Records to use: Begin

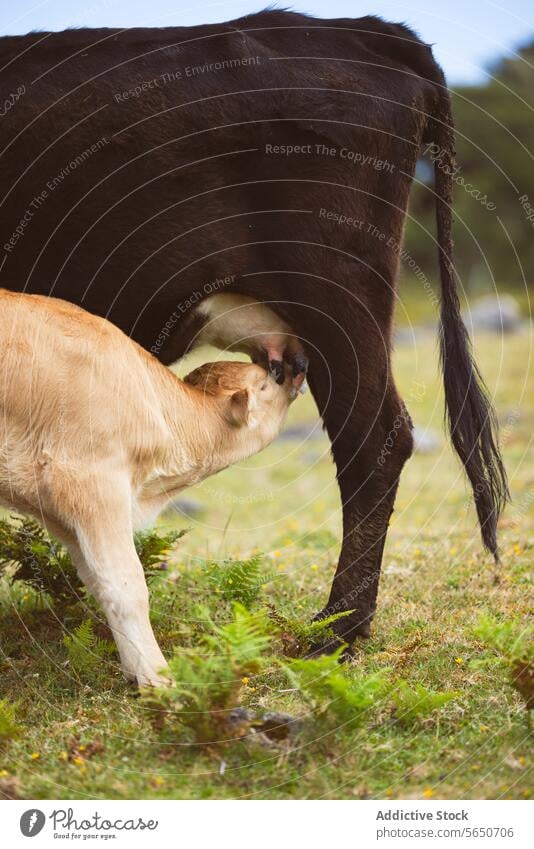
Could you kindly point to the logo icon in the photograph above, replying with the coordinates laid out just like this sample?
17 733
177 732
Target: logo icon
32 822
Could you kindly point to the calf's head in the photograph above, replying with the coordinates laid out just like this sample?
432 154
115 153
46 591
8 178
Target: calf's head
247 396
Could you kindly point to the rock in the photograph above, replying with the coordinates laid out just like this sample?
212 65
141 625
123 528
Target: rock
494 313
425 440
306 430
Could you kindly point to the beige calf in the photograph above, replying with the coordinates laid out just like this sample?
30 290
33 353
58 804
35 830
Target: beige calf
96 436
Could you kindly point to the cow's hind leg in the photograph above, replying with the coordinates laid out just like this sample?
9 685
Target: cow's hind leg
371 436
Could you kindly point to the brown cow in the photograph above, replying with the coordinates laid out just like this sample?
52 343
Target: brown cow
271 157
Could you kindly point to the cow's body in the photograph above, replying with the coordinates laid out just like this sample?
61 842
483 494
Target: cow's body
137 203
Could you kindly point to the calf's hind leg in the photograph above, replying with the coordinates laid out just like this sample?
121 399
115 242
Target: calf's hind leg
107 562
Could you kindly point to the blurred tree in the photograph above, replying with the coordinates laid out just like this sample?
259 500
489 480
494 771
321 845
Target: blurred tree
494 241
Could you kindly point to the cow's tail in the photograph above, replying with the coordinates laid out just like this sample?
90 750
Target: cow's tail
470 415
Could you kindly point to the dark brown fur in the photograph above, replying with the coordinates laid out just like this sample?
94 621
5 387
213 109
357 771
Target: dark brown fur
180 191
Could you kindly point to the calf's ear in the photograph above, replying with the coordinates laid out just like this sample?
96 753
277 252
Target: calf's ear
240 407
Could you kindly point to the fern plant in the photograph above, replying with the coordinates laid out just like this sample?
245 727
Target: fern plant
335 694
238 581
299 637
9 727
43 563
154 548
414 701
86 651
207 682
39 560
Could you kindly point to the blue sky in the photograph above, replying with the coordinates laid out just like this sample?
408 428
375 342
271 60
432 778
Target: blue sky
467 34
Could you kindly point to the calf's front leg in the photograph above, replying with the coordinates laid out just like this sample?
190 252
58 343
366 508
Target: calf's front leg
108 564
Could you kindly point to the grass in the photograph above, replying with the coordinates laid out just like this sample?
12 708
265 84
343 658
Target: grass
90 737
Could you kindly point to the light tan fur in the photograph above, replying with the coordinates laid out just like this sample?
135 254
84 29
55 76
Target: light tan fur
96 436
238 323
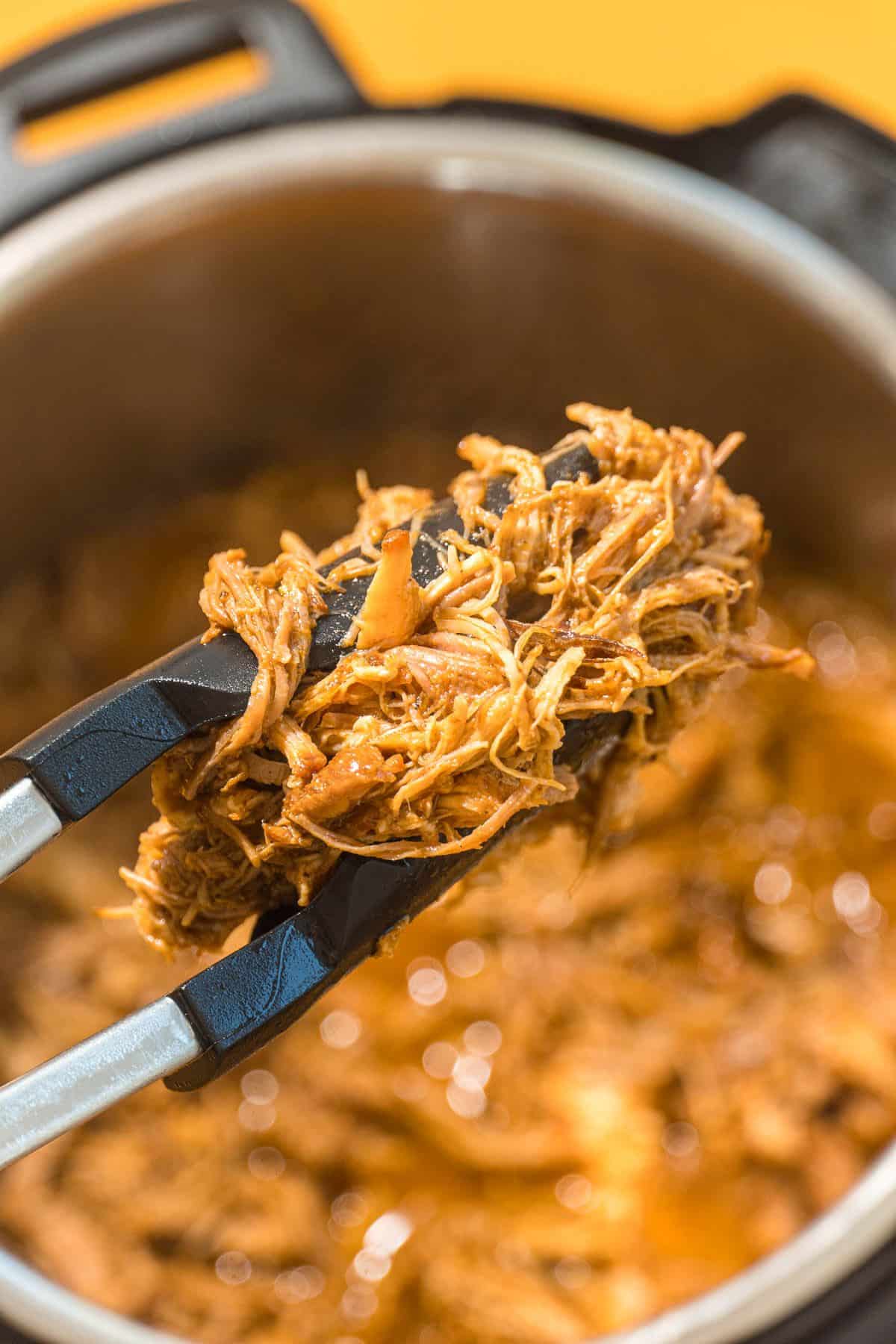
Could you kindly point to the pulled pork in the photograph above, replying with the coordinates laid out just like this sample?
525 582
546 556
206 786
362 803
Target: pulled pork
630 591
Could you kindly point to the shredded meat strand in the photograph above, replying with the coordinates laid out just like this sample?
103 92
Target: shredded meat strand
630 591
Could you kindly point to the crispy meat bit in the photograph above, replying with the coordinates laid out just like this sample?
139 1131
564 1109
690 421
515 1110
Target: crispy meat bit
630 591
340 785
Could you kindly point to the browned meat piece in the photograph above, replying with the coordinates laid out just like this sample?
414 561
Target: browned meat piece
394 604
593 1083
340 785
444 721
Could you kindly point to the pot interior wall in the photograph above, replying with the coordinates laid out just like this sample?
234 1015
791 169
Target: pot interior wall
361 324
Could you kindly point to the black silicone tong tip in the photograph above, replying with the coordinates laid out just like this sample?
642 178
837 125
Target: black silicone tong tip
253 995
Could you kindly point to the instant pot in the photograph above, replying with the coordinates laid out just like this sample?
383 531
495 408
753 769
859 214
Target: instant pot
296 275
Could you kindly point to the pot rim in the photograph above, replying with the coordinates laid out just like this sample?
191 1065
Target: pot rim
473 154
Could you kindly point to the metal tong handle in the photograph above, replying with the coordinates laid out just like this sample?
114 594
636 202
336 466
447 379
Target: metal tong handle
93 1075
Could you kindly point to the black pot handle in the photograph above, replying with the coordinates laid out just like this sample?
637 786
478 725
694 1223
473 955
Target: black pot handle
815 164
304 81
810 161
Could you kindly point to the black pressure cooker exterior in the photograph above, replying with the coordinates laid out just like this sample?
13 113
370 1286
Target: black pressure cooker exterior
810 161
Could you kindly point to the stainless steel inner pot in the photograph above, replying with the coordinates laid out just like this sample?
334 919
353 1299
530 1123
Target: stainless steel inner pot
370 289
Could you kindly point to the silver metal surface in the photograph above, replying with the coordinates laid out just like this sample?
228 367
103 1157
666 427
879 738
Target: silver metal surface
462 159
93 1075
27 824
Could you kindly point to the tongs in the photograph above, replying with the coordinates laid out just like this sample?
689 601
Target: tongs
223 1014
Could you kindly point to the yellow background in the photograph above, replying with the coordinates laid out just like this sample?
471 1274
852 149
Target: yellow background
668 62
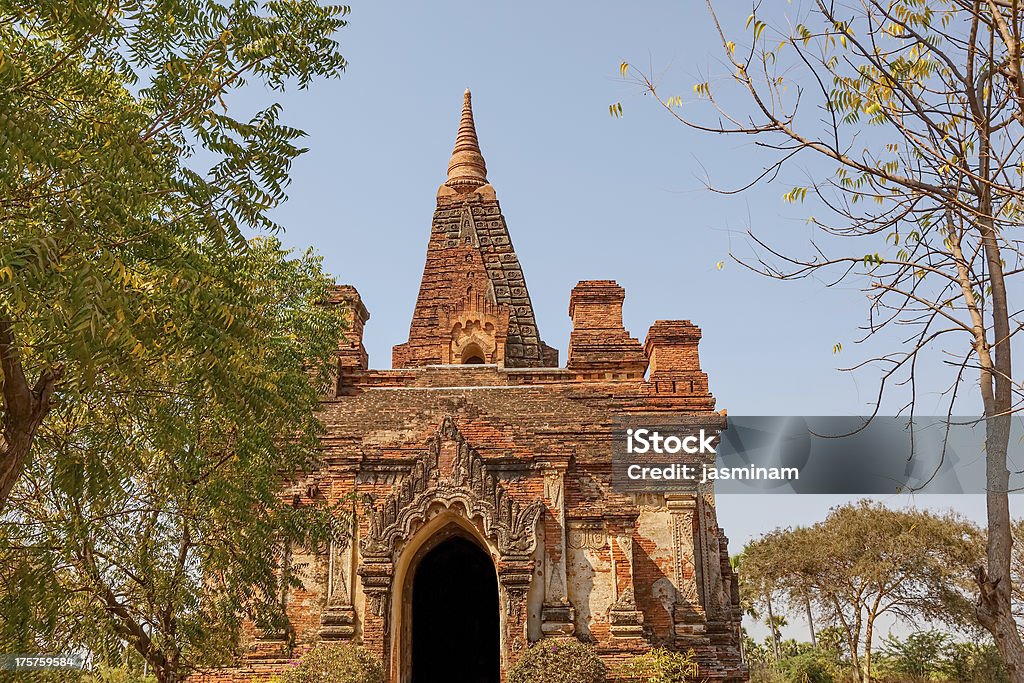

Records to use: End

Directions for this task: Produce only the lines from the line containing "Target: cow's body" through the line containing "Could you kindly point to the calf's ear", inclusive of both, exactly as they stand in the entries above.

Exercise response:
Target: cow's body
137 203
Could you kindly point to the calf's hind leg in the photograph above, replying with the coordinates laid out just like this sample?
121 399
115 242
Target: calf's hind leg
107 562
Could you kindly point to the blurred tree in the photograph above, replying with the coordinates laid out just like this sample?
259 500
489 480
494 771
321 845
Target: blurred tree
494 241
Could you kindly point to the cow's tail in the photograph above, replying with the coordinates laid out just like this sample?
90 750
Target: cow's tail
470 415
Could you kindly point to the dark brown fur in the photograph above, replying with the coordinates laid out just like this sample?
94 621
5 387
213 109
357 771
Target: dark brown fur
180 191
Could you kindly point to the calf's ear in the photograph above, replying with the coordinates laid out just like this sample?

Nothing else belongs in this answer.